- **AIM A**:
For each statement (i)–(iii), say whether the account of St Mary of the Assumption, Burnley, below supports it, answering yes or no and quoting the words that settle it. (i) The church was built with stone from the Towneley family's quarries. (ii) Twenty-five people are recorded as attending Mass at Towneley Hall in 1774. (iii) Peregrine Towneley donated £2,000 for the chapel in Burnley Wood.
- **AIM B**:
Reproduce a passage from the account of St Mary of the Assumption, Burnley, below. Begin at the words "Yorkshire Street, Burnley, Lancs" and stop after "strong townscape presence.".
- **AIM C**:
Take the account of St Mary of the Assumption, Burnley, below further, picking up after its final sentence.

Building » Burnley – St Mary of the Assumption

Burnley – St Mary of the Assumption

Yorkshire Street, Burnley, Lancs BB10

A large urban Puginian Gothic Revival church of 1846-49, with strong connections with the Catholic Towneley family. The church was the successor to a chapel built in c.1817, which in turn had replaced the chapel at Towneley Hall. The current church was built on a site owned by the Towneley family with stone from the family’s quarries, a Towneley chapel was furnished in 1879, and the family’s agent and shorthorn keeper paid for a high altar and reredos (by E.W. Pugin; largely destroyed). Despite the unfinished tower and spire, the church and adjacent convent building have a strong townscape presence.

After the Reformation, the Towneley family’s chapel at Towneley Hall became an important local Catholic centre. The Hall had several priest holes, as well as hiding spaces for altar vessels, and Catholic books. In 1774, thirty nine people are recorded as attending Mass there; in 1784, twenty five. In 1798, a small Sunday school was built by the Towneleys at the corner of what are now Todmorden Road and Smalley Street. Over time, this single-storey building was enlarged and became a day school.

By 1814, the chapel in Towneley Hall had become too small, due to the expansion of Burnley, the growth of the industries, and an influx of Irish workers. A meeting of Catholics was held to discuss the possibility of a new chapel. Nothing seems to have come of this until 1817, when Peregrine Towneley gave the site for a chapel in Burnley Wood (near today’s Tarleton Avenue), and also donated £1,000. A total sum of £2,000 was raised towards a chapel and a house. Both were completed before a petition was sent in 1817 to the Bishop asking for a resident priest. The first mission priest was Fr Charles Lupton, who lived at Towneley Hall. In 1820, 269 People attended Mass regularly. In 1829, the chapel was enlarged.

- **PROVIDED DATA**:
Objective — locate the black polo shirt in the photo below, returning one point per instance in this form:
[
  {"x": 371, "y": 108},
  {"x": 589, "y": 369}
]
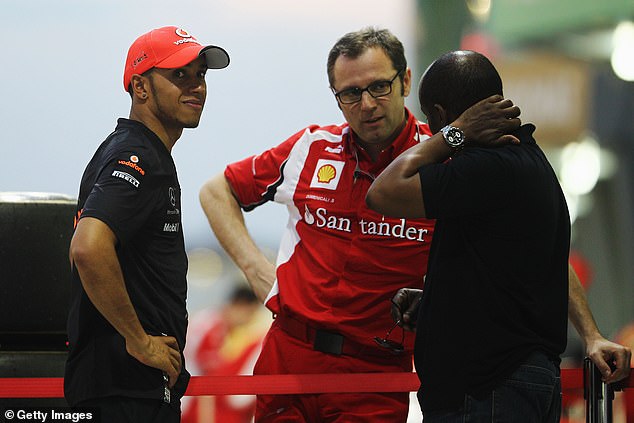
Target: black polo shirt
[
  {"x": 497, "y": 283},
  {"x": 132, "y": 186}
]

- **ANSWER A**:
(i) Yes: "The current church was built on a site owned by the Towneley family with stone from the family’s quarries"
(ii) No: "In 1774, thirty nine people are recorded as attending Mass there; in 1784, twenty five."
(iii) No: "Peregrine Towneley gave the site for a chapel in Burnley Wood (near today’s Tarleton Avenue), and also donated £1,000."

- **ANSWER B**:
Yorkshire Street, Burnley, Lancs BB10

A large urban Puginian Gothic Revival church of 1846-49, with strong connections with the Catholic Towneley family. The church was the successor to a chapel built in c.1817, which in turn had replaced the chapel at Towneley Hall. The current church was built on a site owned by the Towneley family with stone from the family’s quarries, a Towneley chapel was furnished in 1879, and the family’s agent and shorthorn keeper paid for a high altar and reredos (by E.W. Pugin; largely destroyed). Despite the unfinished tower and spire, the church and adjacent convent building have a strong townscape presence.

- **ANSWER C**:
In the 1840s, Burnley expanded further after the arrival of the railway, and it was decided to build a new church closer to the centre of town. The chosen site in Eastgate, which was large enough for a church and schools, was offered by Mr Eastwood who held a lease from Peregrine Towneley. The architects J. G. Weightman and M. E. Hadfield of Sheffield were appointed, with Duckett Brothers of Burnley as the builders. The fine yellow grit stone for the church came from a quarry on the Towneley estates in Todmorden and Walsden. The overall style of the church was to be Decorated Gothic, strongly influenced by the medieval church of St Andrew at Heckington, Lincolnshire, and similar to Weightman & Hadfield’s contemporary Catholic Cathedral at Sheffield (1846-50). The foundation stone was laid by Bishop Brown on the feast of the Assumption in 1846. The original estimate was for £15,000; later economies brought the final cost down to £10,000. The projected spire remained unbuilt, either due to economies or to structural problems. (In fact, the tower itself appears to be truncated, as the bases of truncated window openings are visible at parapet level.) The church was opened on 2 August 1849 by Bishop Brown, with a still largely unfurnished sanctuary. The building was described in The Annual Catholic Register(1850) as a ‘large cross church of the first class’. New boys’ and girls’ schools were built south of the church and the old chapel was re-erected nearby to be used as further classrooms (later as parish assembly rooms). The girls’ school was briefly run by the Sisters of Charity who stayed in two cottages near the church, and then moved to a building on the site of the present convent. They had left by 1861. After an interval, the Sisters of Mercy arrived in 1872 to help with the provision of education. Their convent was built between 1881 and 1885 to the east of the church, and partly on the site of the semi-detached house next to the presbytery.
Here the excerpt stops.